_TEXTE SOURCE_
Assises de Saône-et-Loire

3ème jour du procès d’André Gosset..



 

 
 

Au 3ème jour, de promesse en promesse, tous ceux qui attendent le grand soir au procès d’André Gosset et de deux co-accusés devant la cour d’assises de Saône-et-Loire, en sont pour leurs frais.

 

 

Neuf mois à espérer que le témoignage d’Angélique C. éclairerait, comme le principal accusé l’annonçait, d’un jour nouveau la scène sanglante qui s’est déroulée le 12 mai 2014 à la Clayette au domicile de monsieur L. S. mais que dalle. L. S., un monsieur déjà âgé fut victime ce soir-là d’une telle agression qu’il s’est évanoui sous la douleur et crut en se réveillant qu’un tremblement de terre avait subitement tout chamboulé chez lui. Monsieur S. est aveugle, il n’avait plus ses repères habituels, et naturellement il n’a pas vu son agresseur.

 

 

Réclusion criminelle à perpétuité, la mort pénale

 

 

Celui qu’on accuse a lui aussi perdu pas mal de repères. Le tremblement de terre, il l’a connu en 1987. André Gosset, né en 1964, avait 23 ans lorsque le verdict est tombé : réclusion criminelle à perpétuité pour une tentative d’homicide. Selon l’observatoire international des prisons, ces condamnés-là représentent moins d’1 % des détenus, condamnés à ce qu’on appelle aussi « la mort pénale ». Cette mort lente vous travaille le corps et l’esprit d’une façon bien spécifique, André Gosset ne le sait que trop bien et le rappelle à chaque fois qu’il a la parole. Alors, toujours calé sur l’idée que ce soir-là, en mai 2014, ils étaient deux, et qu’il a voulu secourir la victime rouée de coups par un autre (dont il taira le nom), l’accusé principal joue d’effets d’annonces, mais à chaque fois, ça fait flop, sauf à le suivre sur une voie : il ne cherche qu’à démontrer qu’à la Clayette, il fut un bon copain, un homme aimable, affable, serviable. Généreux, courtois, faisant montre d’élégance et de sensibilité à l’égard des femmes, et particulièrement d’Angélique C. qui l’hébergea un peu.

_DONNÉES FOURNIES_

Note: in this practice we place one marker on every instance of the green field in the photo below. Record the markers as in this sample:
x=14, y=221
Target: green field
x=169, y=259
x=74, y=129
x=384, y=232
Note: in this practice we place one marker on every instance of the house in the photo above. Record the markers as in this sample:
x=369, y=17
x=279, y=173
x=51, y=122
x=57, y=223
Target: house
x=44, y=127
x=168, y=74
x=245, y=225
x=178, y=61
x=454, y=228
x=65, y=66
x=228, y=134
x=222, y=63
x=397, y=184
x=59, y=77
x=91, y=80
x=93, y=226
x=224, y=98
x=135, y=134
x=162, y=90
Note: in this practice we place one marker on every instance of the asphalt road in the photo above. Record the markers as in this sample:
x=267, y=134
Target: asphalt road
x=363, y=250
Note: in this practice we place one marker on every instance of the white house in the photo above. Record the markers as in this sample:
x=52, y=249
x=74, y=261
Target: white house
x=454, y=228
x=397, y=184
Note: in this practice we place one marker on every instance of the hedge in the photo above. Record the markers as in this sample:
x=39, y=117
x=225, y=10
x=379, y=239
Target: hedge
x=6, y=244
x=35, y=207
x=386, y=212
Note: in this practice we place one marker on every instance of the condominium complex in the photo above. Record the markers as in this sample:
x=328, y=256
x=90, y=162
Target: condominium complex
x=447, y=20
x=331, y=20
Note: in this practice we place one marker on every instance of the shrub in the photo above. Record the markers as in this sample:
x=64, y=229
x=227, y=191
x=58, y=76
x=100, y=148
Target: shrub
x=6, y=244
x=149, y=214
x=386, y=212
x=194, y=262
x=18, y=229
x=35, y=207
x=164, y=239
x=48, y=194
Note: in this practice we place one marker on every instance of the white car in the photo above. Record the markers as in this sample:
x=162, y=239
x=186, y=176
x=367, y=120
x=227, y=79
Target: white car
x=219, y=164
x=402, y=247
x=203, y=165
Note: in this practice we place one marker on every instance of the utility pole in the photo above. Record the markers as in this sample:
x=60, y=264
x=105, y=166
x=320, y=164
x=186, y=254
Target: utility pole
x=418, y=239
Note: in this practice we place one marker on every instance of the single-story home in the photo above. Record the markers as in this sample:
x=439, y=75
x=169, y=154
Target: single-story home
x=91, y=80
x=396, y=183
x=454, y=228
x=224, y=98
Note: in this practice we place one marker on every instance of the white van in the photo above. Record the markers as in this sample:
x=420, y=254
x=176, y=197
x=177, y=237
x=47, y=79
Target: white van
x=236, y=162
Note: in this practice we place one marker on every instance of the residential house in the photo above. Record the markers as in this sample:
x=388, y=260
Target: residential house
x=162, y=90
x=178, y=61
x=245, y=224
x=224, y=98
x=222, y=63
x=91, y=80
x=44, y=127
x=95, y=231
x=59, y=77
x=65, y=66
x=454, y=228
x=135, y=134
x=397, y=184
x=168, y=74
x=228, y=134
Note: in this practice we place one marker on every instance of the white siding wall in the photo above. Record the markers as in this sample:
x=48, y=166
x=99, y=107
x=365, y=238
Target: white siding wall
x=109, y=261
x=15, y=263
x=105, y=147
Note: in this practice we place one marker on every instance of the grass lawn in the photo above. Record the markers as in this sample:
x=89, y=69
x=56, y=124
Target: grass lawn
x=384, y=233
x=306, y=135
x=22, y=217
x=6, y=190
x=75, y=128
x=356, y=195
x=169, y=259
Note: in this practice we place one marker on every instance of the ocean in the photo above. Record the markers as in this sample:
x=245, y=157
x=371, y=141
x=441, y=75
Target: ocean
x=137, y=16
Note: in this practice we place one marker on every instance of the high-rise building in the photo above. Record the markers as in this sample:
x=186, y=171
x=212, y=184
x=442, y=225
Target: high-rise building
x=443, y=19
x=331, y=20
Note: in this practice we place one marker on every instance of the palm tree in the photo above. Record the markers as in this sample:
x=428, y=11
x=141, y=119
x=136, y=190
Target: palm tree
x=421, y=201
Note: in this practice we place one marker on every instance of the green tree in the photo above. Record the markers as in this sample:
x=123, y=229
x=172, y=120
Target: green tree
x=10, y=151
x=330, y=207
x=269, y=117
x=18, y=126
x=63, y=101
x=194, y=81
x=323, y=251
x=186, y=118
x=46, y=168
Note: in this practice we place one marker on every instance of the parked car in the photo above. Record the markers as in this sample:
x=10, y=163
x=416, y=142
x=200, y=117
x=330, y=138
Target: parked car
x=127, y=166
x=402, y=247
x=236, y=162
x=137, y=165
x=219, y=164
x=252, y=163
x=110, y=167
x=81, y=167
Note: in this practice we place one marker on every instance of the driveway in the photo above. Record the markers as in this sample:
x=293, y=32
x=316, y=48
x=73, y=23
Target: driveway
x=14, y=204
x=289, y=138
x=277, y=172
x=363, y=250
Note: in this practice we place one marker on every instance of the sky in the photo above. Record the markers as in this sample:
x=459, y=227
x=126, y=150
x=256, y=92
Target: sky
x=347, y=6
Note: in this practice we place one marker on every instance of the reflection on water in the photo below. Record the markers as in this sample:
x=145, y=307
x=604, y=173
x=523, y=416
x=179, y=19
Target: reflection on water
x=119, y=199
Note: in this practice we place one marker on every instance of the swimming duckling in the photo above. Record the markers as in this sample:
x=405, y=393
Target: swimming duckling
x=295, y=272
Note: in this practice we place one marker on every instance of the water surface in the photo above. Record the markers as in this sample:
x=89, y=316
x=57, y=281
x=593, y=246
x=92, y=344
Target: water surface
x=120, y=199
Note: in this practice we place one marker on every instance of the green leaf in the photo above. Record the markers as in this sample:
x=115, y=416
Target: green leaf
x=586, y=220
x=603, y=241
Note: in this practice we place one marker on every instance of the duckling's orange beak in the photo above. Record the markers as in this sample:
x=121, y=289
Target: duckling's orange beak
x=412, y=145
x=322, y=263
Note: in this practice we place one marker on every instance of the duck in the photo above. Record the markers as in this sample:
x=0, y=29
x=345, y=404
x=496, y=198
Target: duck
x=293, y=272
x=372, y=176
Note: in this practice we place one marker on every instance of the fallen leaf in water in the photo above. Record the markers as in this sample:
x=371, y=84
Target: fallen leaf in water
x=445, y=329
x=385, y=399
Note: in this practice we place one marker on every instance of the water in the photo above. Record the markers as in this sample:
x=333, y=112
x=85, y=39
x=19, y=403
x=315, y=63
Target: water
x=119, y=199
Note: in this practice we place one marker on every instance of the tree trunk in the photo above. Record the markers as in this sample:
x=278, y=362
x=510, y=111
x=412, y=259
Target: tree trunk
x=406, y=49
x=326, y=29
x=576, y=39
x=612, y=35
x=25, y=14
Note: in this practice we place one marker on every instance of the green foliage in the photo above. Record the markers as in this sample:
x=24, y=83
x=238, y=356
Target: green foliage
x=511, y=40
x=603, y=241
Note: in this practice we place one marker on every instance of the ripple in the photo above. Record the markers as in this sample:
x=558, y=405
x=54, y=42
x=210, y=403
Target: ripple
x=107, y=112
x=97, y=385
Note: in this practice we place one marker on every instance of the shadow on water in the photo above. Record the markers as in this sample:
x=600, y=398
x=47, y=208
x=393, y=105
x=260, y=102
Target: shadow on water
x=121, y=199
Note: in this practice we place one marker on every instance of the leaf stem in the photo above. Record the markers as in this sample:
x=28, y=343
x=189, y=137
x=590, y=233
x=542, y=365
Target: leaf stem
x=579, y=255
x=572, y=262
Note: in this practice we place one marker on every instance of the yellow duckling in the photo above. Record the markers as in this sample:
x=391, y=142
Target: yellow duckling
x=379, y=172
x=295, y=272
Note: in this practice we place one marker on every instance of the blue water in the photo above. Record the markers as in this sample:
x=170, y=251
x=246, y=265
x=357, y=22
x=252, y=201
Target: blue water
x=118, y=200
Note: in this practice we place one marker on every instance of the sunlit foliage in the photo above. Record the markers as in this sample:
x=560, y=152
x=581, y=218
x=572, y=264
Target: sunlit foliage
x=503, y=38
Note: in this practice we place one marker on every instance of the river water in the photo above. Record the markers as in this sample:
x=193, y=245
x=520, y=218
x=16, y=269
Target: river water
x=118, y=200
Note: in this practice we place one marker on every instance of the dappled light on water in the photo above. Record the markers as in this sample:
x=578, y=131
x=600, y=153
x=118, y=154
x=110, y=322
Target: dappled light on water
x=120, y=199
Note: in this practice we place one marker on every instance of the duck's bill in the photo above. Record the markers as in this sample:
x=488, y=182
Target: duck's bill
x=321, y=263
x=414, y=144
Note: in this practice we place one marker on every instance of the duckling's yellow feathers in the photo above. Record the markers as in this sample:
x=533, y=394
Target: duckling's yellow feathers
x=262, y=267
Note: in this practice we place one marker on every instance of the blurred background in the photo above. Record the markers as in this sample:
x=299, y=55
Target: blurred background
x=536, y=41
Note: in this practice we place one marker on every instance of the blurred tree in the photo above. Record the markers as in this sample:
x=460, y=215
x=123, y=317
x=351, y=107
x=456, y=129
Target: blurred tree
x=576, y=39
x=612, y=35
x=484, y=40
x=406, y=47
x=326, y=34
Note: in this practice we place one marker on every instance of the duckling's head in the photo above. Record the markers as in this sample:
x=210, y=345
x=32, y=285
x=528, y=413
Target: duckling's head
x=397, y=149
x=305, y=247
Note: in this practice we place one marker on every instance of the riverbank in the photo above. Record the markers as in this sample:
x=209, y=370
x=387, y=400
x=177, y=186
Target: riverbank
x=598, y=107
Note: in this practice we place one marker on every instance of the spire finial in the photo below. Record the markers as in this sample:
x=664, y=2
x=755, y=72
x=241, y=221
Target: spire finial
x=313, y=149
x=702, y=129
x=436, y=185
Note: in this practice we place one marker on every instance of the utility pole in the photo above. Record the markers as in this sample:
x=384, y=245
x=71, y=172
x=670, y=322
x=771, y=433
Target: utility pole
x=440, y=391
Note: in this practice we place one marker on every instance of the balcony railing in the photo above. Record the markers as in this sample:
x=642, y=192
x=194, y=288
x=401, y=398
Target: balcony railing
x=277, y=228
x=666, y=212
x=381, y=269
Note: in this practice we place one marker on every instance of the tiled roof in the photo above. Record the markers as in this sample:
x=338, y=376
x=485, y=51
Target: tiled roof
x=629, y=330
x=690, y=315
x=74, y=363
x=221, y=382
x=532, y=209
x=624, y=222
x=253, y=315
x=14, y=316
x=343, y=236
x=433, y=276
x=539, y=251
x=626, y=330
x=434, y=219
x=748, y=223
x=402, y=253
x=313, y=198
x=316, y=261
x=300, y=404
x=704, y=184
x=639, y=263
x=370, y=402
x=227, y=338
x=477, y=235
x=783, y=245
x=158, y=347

_TRAVAIL DEMANDÉ_
[a] Veuillez transcrire le passage du texte source situé entre « Neuf mois à » et « vu son agresseur. », ces deux extraits compris.
[b] Répondez brièvement à ces questions sur le texte source.
(i) À quelle date l'agression a-t-elle eu lieu au domicile de monsieur L. S. ?
(ii) En quelle année André Gosset est-il né ?
(iii) Selon l'observatoire international des prisons, quelle part des détenus représentent les condamnés à la réclusion criminelle à perpétuité ?
Ce matériel n'a aucun lien avec le texte source.

_CORRIGÉ_
[a]
Neuf mois à espérer que le témoignage d’Angélique C. éclairerait, comme le principal accusé l’annonçait, d’un jour nouveau la scène sanglante qui s’est déroulée le 12 mai 2014 à la Clayette au domicile de monsieur L. S. mais que dalle. L. S., un monsieur déjà âgé fut victime ce soir-là d’une telle agression qu’il s’est évanoui sous la douleur et crut en se réveillant qu’un tremblement de terre avait subitement tout chamboulé chez lui. Monsieur S. est aveugle, il n’avait plus ses repères habituels, et naturellement il n’a pas vu son agresseur.

[b]
(i) Le 12 mai 2014.
(ii) En 1964.
(iii) Moins d'1 % des détenus.